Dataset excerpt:
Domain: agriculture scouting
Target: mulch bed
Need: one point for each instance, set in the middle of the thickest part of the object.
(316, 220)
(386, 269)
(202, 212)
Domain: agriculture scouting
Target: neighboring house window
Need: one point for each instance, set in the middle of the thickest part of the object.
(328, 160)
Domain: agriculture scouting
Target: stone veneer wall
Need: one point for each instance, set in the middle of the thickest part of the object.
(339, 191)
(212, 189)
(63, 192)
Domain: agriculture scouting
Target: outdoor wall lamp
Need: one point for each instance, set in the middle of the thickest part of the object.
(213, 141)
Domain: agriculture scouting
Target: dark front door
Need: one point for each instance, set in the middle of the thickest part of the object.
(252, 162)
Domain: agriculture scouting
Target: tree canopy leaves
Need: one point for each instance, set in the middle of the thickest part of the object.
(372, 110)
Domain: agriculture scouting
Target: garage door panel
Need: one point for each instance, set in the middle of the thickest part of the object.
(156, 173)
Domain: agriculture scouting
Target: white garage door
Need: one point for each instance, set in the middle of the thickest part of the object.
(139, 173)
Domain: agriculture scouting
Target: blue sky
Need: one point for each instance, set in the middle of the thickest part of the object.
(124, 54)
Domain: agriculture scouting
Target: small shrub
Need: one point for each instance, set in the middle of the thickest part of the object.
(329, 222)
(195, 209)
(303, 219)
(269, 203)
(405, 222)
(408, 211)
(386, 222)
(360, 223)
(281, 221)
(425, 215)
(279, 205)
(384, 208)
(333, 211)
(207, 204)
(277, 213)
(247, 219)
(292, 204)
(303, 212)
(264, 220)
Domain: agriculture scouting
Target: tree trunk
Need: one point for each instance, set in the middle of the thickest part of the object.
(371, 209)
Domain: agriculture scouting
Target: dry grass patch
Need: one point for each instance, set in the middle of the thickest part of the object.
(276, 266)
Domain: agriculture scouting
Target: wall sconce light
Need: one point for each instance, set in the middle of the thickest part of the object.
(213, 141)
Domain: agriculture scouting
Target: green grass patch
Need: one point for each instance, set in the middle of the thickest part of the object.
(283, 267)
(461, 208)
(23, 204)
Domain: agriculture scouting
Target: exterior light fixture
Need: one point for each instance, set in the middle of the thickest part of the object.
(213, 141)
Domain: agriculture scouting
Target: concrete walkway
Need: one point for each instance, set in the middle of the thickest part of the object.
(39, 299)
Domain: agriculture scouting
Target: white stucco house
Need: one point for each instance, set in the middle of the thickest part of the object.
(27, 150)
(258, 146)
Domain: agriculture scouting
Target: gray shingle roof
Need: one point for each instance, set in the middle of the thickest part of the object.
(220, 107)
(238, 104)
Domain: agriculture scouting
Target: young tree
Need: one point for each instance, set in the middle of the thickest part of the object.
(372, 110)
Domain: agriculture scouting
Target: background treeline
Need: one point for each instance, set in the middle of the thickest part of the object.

### What you should do
Collect every line in the dataset excerpt above that contains the string "patch".

### Solution to this exercise
Target: dry grass patch
Target: green grass patch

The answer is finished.